* [TASK ITEM] Where a line contains the word "bare", copy that line from the records below.

Data extracted from a collection:
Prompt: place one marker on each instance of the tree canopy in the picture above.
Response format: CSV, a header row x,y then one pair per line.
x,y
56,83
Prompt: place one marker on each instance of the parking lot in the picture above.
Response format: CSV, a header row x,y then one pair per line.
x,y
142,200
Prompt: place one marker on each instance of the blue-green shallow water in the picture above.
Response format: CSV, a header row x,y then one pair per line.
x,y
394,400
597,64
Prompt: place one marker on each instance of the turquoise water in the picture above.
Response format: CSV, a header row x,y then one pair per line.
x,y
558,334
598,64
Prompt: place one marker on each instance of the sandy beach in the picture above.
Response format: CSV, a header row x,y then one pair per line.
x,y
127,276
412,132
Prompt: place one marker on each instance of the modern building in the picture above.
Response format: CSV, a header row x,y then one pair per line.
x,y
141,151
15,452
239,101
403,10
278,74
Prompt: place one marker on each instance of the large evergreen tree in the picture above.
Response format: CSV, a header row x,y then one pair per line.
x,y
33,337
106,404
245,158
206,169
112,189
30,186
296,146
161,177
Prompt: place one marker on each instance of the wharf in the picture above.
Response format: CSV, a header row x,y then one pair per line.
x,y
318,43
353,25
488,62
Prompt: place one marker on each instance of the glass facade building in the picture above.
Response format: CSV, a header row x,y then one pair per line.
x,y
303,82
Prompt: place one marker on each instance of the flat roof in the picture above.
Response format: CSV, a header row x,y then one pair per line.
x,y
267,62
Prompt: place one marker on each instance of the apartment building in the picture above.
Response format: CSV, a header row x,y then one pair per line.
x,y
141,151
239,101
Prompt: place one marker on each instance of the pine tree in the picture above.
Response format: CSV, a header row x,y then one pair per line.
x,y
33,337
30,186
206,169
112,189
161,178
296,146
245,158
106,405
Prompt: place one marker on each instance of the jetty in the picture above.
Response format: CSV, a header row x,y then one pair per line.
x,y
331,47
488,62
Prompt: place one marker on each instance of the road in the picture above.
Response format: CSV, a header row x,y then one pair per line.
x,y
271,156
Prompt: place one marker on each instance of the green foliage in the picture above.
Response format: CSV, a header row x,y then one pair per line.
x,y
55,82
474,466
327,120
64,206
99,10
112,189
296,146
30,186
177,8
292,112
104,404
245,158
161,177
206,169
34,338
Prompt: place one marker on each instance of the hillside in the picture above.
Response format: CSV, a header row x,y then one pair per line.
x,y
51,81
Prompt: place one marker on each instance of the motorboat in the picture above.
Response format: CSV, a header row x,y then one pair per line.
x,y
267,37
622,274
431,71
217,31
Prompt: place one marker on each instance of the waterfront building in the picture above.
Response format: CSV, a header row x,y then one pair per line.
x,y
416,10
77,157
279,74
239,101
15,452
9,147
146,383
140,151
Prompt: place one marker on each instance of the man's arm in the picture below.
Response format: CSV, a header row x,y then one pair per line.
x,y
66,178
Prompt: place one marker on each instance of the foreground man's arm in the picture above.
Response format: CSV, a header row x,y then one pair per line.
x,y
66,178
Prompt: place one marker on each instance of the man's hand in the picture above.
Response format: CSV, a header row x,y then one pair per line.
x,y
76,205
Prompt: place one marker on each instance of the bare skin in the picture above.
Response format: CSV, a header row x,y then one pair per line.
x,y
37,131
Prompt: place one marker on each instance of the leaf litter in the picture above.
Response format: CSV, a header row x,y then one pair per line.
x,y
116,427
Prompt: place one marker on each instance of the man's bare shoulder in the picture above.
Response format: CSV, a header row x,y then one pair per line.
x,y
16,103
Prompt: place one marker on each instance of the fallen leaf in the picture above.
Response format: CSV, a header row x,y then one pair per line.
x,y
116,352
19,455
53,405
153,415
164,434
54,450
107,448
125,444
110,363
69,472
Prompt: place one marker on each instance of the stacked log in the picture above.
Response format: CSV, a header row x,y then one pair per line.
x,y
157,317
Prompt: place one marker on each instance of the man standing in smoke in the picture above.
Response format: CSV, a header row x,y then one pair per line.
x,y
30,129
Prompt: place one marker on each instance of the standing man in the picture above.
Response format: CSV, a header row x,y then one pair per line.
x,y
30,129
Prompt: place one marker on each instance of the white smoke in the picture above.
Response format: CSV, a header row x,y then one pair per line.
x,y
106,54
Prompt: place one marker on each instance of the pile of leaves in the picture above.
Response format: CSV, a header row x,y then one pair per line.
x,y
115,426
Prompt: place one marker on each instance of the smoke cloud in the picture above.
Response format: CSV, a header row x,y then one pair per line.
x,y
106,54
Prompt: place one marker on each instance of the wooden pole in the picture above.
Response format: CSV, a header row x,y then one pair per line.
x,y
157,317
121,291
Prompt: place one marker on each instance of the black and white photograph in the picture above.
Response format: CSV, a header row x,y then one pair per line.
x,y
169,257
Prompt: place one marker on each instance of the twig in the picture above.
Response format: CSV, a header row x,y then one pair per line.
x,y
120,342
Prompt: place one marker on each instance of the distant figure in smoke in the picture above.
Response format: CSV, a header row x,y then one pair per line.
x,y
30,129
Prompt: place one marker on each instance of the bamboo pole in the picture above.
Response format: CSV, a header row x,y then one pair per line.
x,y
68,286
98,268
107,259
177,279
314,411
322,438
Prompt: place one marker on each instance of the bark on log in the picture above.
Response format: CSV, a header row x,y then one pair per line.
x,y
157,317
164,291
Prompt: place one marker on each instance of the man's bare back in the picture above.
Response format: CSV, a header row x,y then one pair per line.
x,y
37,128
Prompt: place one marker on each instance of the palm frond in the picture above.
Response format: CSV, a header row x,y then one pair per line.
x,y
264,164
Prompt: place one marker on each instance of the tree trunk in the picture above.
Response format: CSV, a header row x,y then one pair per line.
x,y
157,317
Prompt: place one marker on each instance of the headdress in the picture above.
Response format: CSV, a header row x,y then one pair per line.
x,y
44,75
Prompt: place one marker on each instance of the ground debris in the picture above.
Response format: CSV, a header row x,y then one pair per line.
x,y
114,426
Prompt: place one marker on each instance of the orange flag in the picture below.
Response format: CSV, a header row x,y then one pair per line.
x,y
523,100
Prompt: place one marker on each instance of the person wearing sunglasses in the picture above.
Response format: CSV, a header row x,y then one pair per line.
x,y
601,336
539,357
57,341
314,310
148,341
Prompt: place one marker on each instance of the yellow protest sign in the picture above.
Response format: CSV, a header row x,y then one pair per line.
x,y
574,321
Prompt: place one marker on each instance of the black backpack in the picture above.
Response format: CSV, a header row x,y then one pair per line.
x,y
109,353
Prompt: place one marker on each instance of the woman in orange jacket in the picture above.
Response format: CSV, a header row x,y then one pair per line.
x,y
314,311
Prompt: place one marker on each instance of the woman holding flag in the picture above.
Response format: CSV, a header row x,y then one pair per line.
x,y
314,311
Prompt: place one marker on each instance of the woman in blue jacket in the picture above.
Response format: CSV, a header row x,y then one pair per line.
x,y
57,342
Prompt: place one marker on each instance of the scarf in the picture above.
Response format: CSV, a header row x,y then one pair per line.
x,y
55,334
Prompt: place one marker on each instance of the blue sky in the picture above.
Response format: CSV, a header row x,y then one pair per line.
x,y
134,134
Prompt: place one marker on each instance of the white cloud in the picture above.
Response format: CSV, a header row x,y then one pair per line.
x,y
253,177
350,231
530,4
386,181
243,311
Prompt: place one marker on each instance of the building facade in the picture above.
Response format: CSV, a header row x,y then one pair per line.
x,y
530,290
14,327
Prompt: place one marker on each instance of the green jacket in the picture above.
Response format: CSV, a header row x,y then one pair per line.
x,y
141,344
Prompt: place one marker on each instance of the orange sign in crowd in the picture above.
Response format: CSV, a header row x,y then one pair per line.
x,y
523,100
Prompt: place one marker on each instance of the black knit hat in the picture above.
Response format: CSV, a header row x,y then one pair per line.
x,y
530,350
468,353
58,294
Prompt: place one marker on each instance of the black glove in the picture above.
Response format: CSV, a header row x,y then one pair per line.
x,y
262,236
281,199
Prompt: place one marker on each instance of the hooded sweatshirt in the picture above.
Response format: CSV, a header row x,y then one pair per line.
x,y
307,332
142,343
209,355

* [OUTPUT FOR THIS TASK]
Prompt: place one marker on each instance of the bare skin in the picture above.
Prompt: place one marker on each instance of the man's bare shoulder in the picture above.
Prompt: place one marker on each instance of the man's bare back in the picture above.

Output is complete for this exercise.